» AUFGABENSTELLUNG A
Welches Gericht ist laut dem Gerichtsbeschluss im Textauszug zur Führung der Sachwalterschaftssache zuständig?
» AUFGABENSTELLUNG B
Suche aus der Auflistung jede Zeile heraus, die die Zeichenfolge „white“ enthält, und gib sie wieder. Groß- und Kleinschreibung ist dabei zu beachten.

» TEXTAUSZUG

Kopf
Der Oberste Gerichtshof hat durch die Senatspräsidentin Dr. Schenk als Vorsitzende sowie die Hofräte Dr. Vogel, Dr. Jensik, Dr. Musger und Dr. Schwarzenbacher als weitere Richter in der Sachwalterschaftssache der M***** M*****, AZ 7 P 225/10g des Bezirksgerichts Bregenz, über die Anzeige eines Zuständigkeitsstreits zwischen diesem Bezirksgericht und dem Bezirksgericht Traun in nichtöffentlicher Sitzung den
Beschluss
gefasst:
Spruch
Zur Führung der Sachwalterschaftssache ist das Bezirksgericht Traun zuständig.
Der Beschluss des Bezirksgerichts Traun vom 25. August 2010, mit dem die Übernahme der Verfahrensführung abgelehnt wurde, wird aufgehoben.

Auflistung aus einer Sammlung
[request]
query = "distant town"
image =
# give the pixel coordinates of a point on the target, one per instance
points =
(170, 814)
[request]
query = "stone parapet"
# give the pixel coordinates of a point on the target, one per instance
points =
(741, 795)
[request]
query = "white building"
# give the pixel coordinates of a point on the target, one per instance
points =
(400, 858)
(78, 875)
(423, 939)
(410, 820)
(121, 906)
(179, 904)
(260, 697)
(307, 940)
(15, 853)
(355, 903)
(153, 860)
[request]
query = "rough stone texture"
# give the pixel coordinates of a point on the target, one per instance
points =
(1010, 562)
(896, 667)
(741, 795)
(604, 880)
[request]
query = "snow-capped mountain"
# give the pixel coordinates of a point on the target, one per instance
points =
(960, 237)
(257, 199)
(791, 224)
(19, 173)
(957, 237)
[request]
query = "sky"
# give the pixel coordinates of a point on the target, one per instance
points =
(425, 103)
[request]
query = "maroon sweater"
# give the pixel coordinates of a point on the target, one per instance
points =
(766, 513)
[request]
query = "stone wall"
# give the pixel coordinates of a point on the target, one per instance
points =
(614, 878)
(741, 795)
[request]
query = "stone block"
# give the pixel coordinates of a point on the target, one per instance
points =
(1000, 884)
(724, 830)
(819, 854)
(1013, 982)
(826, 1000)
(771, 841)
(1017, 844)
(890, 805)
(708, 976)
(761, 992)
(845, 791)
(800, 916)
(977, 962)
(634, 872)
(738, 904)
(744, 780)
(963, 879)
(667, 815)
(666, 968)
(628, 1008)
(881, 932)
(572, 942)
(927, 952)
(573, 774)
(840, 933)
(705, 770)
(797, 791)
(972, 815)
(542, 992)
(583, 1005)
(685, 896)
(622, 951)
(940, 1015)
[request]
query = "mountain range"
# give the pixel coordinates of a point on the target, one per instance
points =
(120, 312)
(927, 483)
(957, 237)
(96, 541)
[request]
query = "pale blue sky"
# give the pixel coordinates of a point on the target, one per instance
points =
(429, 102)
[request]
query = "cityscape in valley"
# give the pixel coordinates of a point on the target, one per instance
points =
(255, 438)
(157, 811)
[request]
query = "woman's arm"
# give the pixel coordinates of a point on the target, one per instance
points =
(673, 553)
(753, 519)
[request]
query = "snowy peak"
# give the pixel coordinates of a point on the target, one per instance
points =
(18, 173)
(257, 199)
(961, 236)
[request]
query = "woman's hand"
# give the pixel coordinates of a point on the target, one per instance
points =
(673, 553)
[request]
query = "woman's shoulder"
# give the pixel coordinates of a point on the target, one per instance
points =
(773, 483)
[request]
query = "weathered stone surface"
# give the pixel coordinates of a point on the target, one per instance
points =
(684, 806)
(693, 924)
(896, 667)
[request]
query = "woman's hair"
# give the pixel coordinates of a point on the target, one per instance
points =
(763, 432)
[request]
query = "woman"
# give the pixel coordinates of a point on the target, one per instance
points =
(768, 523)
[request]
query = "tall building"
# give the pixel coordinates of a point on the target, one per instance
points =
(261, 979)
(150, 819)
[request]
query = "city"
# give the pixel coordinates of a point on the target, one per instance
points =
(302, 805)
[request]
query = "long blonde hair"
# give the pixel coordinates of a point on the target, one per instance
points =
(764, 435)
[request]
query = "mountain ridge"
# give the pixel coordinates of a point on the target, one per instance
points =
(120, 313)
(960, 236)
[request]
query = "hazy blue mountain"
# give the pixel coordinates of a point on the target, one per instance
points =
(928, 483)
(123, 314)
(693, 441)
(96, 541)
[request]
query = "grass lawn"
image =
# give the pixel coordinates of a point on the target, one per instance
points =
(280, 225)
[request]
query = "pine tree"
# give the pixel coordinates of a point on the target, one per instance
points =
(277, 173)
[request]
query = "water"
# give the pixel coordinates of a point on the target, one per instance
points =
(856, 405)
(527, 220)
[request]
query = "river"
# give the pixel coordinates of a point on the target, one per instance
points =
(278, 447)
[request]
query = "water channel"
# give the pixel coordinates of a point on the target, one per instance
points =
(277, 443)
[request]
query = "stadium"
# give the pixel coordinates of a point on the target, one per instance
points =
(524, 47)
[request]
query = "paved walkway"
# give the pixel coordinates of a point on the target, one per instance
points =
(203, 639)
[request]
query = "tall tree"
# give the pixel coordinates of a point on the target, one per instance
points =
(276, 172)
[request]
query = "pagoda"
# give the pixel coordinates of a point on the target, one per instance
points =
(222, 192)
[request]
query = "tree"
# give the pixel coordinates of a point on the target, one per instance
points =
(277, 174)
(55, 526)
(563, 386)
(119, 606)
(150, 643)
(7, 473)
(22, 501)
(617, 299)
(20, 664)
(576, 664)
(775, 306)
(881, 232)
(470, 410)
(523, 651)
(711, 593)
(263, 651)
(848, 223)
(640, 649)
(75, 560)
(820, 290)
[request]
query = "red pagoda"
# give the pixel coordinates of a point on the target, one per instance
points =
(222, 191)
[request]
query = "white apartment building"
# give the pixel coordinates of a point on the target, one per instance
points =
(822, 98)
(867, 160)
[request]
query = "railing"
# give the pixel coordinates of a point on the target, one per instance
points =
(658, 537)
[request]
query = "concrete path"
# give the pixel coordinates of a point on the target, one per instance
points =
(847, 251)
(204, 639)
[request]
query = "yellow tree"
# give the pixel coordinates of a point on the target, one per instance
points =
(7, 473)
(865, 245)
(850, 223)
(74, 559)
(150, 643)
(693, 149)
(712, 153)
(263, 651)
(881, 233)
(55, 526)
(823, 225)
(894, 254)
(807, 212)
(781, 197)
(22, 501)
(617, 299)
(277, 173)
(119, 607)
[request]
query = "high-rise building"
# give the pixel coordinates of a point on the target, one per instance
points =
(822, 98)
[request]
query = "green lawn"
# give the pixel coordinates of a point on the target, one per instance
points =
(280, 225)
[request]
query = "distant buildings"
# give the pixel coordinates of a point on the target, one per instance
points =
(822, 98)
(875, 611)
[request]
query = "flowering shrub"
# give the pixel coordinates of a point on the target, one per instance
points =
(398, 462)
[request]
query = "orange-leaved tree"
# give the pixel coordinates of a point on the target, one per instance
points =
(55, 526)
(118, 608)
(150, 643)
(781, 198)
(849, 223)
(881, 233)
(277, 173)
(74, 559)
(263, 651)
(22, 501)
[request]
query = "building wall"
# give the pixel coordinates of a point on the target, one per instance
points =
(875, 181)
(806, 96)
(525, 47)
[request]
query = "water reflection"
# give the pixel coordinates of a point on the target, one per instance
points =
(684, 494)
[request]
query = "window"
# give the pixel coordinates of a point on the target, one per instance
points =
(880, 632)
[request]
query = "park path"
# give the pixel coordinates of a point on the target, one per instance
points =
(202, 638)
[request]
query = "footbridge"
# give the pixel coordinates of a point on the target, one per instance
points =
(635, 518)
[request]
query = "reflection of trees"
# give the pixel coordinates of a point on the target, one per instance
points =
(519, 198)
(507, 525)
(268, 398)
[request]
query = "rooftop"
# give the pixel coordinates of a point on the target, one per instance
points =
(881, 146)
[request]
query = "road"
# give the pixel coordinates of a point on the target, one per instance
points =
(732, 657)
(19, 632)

» VOLLSTÄNDIGE ANTWORT A
Das Bezirksgericht Traun.

» VOLLSTÄNDIGE ANTWORT B
query = "white building"
query = "white apartment building"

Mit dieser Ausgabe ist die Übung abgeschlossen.